Document text:

________

* Kaiser Health News…
Patricia Powers went a few years without health insurance and was unable to afford regular doctor visits. So the Missouri resident, who lives near St. Louis, had no idea that cancerous tumors were silently growing in both of her breasts.
If Powers lived just across the Mississippi River in neighboring Illinois, she would have qualified for Medicaid, the federal-state health insurance program for low-income residents that 36 states and the District of Columbia decided to expand under the Affordable Care Act. But Missouri politicians chose not to expand it — a decision some groups are trying to reverse by getting signatures to put the option on the 2020 ballot.
Powers’ predicament reflects an odd twist in the way the health care law has played out: State borders have become arbitrary dividing lines between Medicaid’s haves and have-nots, with Americans in similar financial straits facing vastly different health care fortunes. This affects everything from whether diseases are caught early to whether people can stay well enough to work. […]
A recent University of Michigan study found Medicaid expansion substantially reduced mortality rates from 2014 to 2017. The researchers said Illinois averted 345 deaths annually while Missouri had 194 additional deaths each year. The same trends held for other side-by-side states such as Kentucky (did expand) and Tennessee (did not), New Mexico (did) and Texas (did not).

________

Data provided:
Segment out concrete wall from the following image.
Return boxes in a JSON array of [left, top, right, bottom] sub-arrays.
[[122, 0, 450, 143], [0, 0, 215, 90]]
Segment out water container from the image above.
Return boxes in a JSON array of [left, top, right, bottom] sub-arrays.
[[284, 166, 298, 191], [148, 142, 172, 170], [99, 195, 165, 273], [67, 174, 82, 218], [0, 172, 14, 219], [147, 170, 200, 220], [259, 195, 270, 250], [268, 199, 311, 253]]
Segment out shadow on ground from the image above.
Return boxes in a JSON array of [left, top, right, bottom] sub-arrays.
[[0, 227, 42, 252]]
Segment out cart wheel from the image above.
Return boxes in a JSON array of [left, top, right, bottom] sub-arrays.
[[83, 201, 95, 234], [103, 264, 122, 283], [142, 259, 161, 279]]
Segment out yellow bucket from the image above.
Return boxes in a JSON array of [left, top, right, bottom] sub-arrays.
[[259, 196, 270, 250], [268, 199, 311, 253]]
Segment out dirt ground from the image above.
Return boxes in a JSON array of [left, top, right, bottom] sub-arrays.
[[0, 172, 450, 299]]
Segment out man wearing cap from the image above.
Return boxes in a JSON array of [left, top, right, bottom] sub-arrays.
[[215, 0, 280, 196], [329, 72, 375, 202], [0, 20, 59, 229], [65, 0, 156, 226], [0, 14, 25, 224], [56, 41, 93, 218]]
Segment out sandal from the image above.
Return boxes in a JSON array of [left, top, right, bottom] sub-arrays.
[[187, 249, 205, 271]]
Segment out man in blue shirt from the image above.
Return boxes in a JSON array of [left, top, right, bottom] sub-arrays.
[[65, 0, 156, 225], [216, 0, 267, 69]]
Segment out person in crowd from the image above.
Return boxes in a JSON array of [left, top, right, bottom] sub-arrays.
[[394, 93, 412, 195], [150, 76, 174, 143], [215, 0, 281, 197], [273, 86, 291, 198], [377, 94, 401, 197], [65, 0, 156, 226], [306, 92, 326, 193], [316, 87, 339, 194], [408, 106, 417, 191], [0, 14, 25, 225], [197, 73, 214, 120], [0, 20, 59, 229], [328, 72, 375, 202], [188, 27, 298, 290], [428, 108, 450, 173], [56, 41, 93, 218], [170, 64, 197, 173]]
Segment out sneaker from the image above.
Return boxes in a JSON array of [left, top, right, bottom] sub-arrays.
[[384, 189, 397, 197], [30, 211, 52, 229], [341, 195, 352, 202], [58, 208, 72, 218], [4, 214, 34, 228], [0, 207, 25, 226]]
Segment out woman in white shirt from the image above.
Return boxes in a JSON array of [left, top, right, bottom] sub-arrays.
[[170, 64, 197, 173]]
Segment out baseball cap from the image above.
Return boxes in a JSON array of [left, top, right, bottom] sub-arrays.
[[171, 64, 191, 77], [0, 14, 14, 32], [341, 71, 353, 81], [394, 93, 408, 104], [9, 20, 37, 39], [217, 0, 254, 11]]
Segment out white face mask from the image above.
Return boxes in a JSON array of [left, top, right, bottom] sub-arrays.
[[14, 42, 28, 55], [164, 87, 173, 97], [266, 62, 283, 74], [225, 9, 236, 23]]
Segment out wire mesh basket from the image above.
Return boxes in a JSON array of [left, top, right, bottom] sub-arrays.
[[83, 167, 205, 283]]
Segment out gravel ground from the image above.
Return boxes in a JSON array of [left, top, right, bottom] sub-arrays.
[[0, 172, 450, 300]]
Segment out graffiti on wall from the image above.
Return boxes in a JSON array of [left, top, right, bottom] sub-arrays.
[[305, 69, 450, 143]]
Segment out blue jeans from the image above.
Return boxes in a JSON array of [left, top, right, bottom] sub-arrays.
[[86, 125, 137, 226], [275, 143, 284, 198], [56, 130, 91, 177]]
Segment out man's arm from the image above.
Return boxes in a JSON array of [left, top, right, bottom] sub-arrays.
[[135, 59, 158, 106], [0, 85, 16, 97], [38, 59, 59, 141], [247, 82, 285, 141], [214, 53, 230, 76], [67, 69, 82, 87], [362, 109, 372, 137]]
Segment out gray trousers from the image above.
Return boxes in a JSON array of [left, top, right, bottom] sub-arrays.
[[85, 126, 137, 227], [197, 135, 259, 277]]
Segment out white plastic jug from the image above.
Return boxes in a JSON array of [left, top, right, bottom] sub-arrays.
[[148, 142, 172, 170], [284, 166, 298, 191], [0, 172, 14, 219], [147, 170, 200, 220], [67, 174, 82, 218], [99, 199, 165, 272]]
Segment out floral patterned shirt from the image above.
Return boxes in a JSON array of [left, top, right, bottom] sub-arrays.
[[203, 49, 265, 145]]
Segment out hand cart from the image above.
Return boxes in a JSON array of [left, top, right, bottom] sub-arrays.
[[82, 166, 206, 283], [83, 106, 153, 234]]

________

Work request 1:
In the article on Medicaid expansion, how many deaths per year did the University of Michigan study say Illinois averted?
Work request 2:
Copy the passage of the article on Medicaid expansion between "If Powers lived" and "the 2020 ballot.", inclusive.
Work request 3:
Proceed with the article on Medicaid expansion, writing on from its final sentence.

Answer section 1:
Illinois averted 345 deaths annually.

Answer section 2:
If Powers lived just across the Mississippi River in neighboring Illinois, she would have qualified for Medicaid, the federal-state health insurance program for low-income residents that 36 states and the District of Columbia decided to expand under the Affordable Care Act. But Missouri politicians chose not to expand it — a decision some groups are trying to reverse by getting signatures to put the option on the 2020 ballot.

Answer section 3:
And it’s not just the averted deaths. It’s also the averted debilitating impacts of untreated or partially treated illnesses and injuries and the crushing debts which often lead to bankruptcies and the inability to work or be productive citizens…
In neighboring Illinois, getting Medicaid through the expansion helped Matt Bednarowicz avoid debilitating medical debt after a motorcycle crash.
The wreck crushed his left foot, requiring doctors to insert pins. Without Medicaid, he would have faced thousands of dollars in medical bills.
“The debt would have been greater than I could comprehend overcoming,” says Bednarowicz, who is now 29.
His Medicaid kicked in “just in the nick of time” to cover the surgery, Bednarowicz says. It also allowed him to get psychiatric help for depression. More than a year later, he’s able to get around well — even jog — and works as a caregiver for an elderly man.
Having insurance helps people like Bednarowicz stay productive, says Riopedre.